Love Lies Bleeding

A rare thing around our house: the rewatch. Don’t get me wrong, I will rewatch movies and shows in the way a favorite meal might comfort someone. I am definitely in with the crowd that will drop into any episode of The Office and know the very next line out of the mouth of the character on screen. In my younger, pre-streaming, days I would put a DVD from one of the season boxed sets into the player and let it play through until I fell asleep.

In case you wanted to know why you should set a timer to turn off your TV after a few hours – that’s why. The DVD menu would reload and wake me up at 2 in the morning, long after the office culture had dragged me into sleep.

To rewatch a serial drama or an entire movie rarely happens. As of this writing, Shogun hangs in the balance because my wife was too invested in something on her phone and missed about 15 minutes worth of subtitled conversations in the last episode – meaning she will need to rewatch it before we can continue the series together. With little irony, she also abandoned reading the novel about 150 pages in.

I can’t blame her, the novel is very dense. I didn’t bother past the fifth page.

▬▬▬▬▬▬

Carry on the piece about rewatching movies and shows, starting after its last sentence. The rows are separate material and have no connection to the text about rewatching.

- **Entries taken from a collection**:

▬▬▬▬▬▬

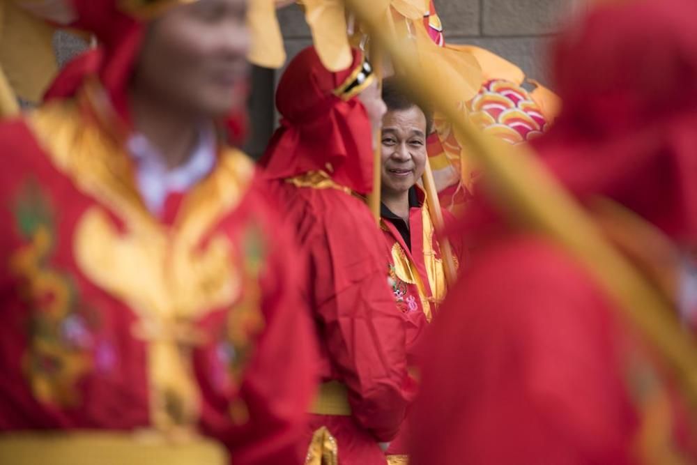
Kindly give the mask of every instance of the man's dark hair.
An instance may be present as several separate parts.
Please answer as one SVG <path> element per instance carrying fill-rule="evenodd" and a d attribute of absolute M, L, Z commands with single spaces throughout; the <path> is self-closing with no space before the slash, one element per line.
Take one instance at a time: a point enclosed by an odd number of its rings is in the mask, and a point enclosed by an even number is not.
<path fill-rule="evenodd" d="M 383 81 L 383 100 L 388 112 L 409 109 L 417 107 L 426 116 L 426 135 L 433 130 L 434 119 L 431 109 L 413 98 L 398 77 L 388 77 Z"/>

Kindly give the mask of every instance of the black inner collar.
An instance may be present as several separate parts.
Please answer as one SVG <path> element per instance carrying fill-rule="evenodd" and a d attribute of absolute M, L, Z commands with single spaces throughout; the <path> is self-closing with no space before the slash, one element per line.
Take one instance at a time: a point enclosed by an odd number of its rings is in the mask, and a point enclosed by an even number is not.
<path fill-rule="evenodd" d="M 416 188 L 412 186 L 409 189 L 409 208 L 418 208 L 420 206 L 421 206 L 419 204 L 419 197 L 416 193 Z M 380 216 L 383 220 L 386 220 L 395 225 L 395 227 L 397 228 L 397 230 L 401 236 L 401 238 L 404 240 L 404 243 L 409 247 L 409 250 L 411 250 L 411 231 L 409 230 L 408 218 L 404 220 L 397 216 L 382 202 L 380 204 Z"/>

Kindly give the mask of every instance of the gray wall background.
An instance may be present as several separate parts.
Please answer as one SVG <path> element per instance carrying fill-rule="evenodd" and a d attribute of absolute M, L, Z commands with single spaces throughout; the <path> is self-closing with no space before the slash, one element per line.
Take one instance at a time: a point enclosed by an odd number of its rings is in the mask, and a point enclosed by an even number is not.
<path fill-rule="evenodd" d="M 526 74 L 550 84 L 547 52 L 566 19 L 586 0 L 434 0 L 446 41 L 477 45 L 520 66 Z M 278 12 L 289 59 L 312 43 L 300 9 L 291 5 Z M 58 34 L 56 54 L 61 63 L 83 49 L 85 44 Z M 252 132 L 245 146 L 254 157 L 263 151 L 276 124 L 273 92 L 282 70 L 256 68 L 250 99 Z"/>

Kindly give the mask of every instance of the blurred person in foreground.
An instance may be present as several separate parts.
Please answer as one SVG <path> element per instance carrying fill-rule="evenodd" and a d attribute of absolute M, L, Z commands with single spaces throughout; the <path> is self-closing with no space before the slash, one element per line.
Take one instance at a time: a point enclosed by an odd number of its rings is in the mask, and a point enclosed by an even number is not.
<path fill-rule="evenodd" d="M 312 47 L 291 61 L 276 94 L 281 127 L 261 164 L 309 262 L 322 377 L 309 411 L 310 456 L 335 457 L 338 448 L 339 464 L 372 465 L 385 463 L 378 443 L 397 434 L 415 386 L 383 239 L 365 202 L 385 104 L 370 64 L 353 54 L 337 73 Z"/>
<path fill-rule="evenodd" d="M 418 343 L 447 291 L 441 245 L 431 218 L 433 207 L 418 184 L 427 162 L 426 140 L 432 121 L 430 112 L 401 89 L 397 78 L 383 82 L 382 97 L 388 111 L 381 137 L 380 226 L 395 303 L 407 321 L 408 362 L 415 368 Z M 452 225 L 454 218 L 445 210 L 443 215 Z M 457 256 L 460 247 L 455 249 Z M 390 463 L 406 460 L 405 430 L 403 426 L 390 444 Z"/>
<path fill-rule="evenodd" d="M 696 17 L 691 0 L 590 13 L 558 42 L 564 107 L 535 144 L 693 329 Z M 477 222 L 429 335 L 411 463 L 695 463 L 687 392 L 586 269 L 502 217 Z"/>
<path fill-rule="evenodd" d="M 221 129 L 246 2 L 30 6 L 101 45 L 0 125 L 0 462 L 301 463 L 298 261 Z"/>

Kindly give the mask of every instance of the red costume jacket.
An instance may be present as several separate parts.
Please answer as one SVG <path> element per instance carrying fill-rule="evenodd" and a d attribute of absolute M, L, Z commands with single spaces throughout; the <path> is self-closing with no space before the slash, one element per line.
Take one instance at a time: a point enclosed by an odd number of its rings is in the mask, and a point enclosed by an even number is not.
<path fill-rule="evenodd" d="M 429 323 L 445 298 L 447 283 L 441 245 L 431 220 L 424 192 L 418 186 L 410 192 L 408 226 L 382 205 L 381 229 L 388 254 L 388 273 L 397 309 L 407 321 L 406 351 L 410 369 L 417 367 L 418 347 Z M 446 224 L 454 218 L 447 211 L 443 214 Z M 452 241 L 451 241 L 451 243 Z M 456 266 L 459 262 L 460 243 L 452 244 Z M 390 443 L 388 455 L 394 463 L 406 460 L 408 438 L 406 423 Z M 390 462 L 392 463 L 392 462 Z"/>
<path fill-rule="evenodd" d="M 314 340 L 252 162 L 222 148 L 158 218 L 73 100 L 0 141 L 0 451 L 27 430 L 191 427 L 231 463 L 300 463 Z"/>
<path fill-rule="evenodd" d="M 337 73 L 313 47 L 289 63 L 276 93 L 281 127 L 261 165 L 308 262 L 323 381 L 310 409 L 308 460 L 383 465 L 378 443 L 397 434 L 415 383 L 380 231 L 356 197 L 372 189 L 371 124 L 357 96 L 374 76 L 362 53 L 353 56 Z"/>
<path fill-rule="evenodd" d="M 657 325 L 687 346 L 671 282 L 697 243 L 697 4 L 615 3 L 560 36 L 564 105 L 533 146 L 643 285 L 675 304 L 662 314 L 675 321 Z M 413 465 L 697 462 L 694 385 L 618 307 L 607 289 L 619 284 L 526 229 L 539 223 L 524 211 L 518 223 L 477 208 L 470 266 L 429 335 Z"/>
<path fill-rule="evenodd" d="M 314 413 L 336 414 L 311 416 L 308 443 L 326 427 L 340 464 L 384 464 L 378 443 L 397 434 L 415 386 L 406 374 L 404 320 L 381 266 L 379 231 L 363 201 L 344 190 L 272 182 L 309 261 L 322 381 L 345 386 L 350 406 L 343 414 L 324 411 L 323 386 Z"/>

▬▬▬▬▬▬

- **OUTPUT FOR THIS TASK**:
I bring all this up because Carly openly invited the idea of watching Love Lies Bleeding last night as it had just arrived on a streamer. She had seen it at the Grail Moviehouse – an indie joint here in Asheville – with her mom when it was first released. “I don’t want to spoil it, but it’s totally your kind of movie.”

And she wasn’t wrong. It was just the right kind of weird, violent, desperate movie that ends in an fashion that is authentically and Americanly romantic. The storyline is right out of the hardboiled crime novels of a Hammet or Jim Thompson and the style speaks to the weirdness/ magical realism of a Lynchian flick mixed with the unapologetic violence of a Coen Brothers or Taylor Sheridan movie.

Personally, I’ve always been drawn to the tragic sparseness of the American West. I love how it is captured in Hell or High Water – set in West Texas but shot mostly in New Mexico. Hot, desolate, vacant, and lawless. The local sheriffs do what they can to keep disputes under control and every so often a pair of federal lawmen arrive in an attempt to excise what they consider the “cancer” of the town.

They never succeed. It’s a different kind of justice. Just take a look at the lawman at the end of any Cormac McCarthy novel.

Love-lies-bleeding is also an amaranth flower – a bushy, red thing that is used in a variety of dyes and some seasoning. It was also the plant you sent to your Victoria Era love who you missed desperately as it stood for hopeless love in the old language of flowers. I appreciate the interlacing between the turns of phase in our culture and the titles of pulp novels – one persistently borrowing or canonizing from the other.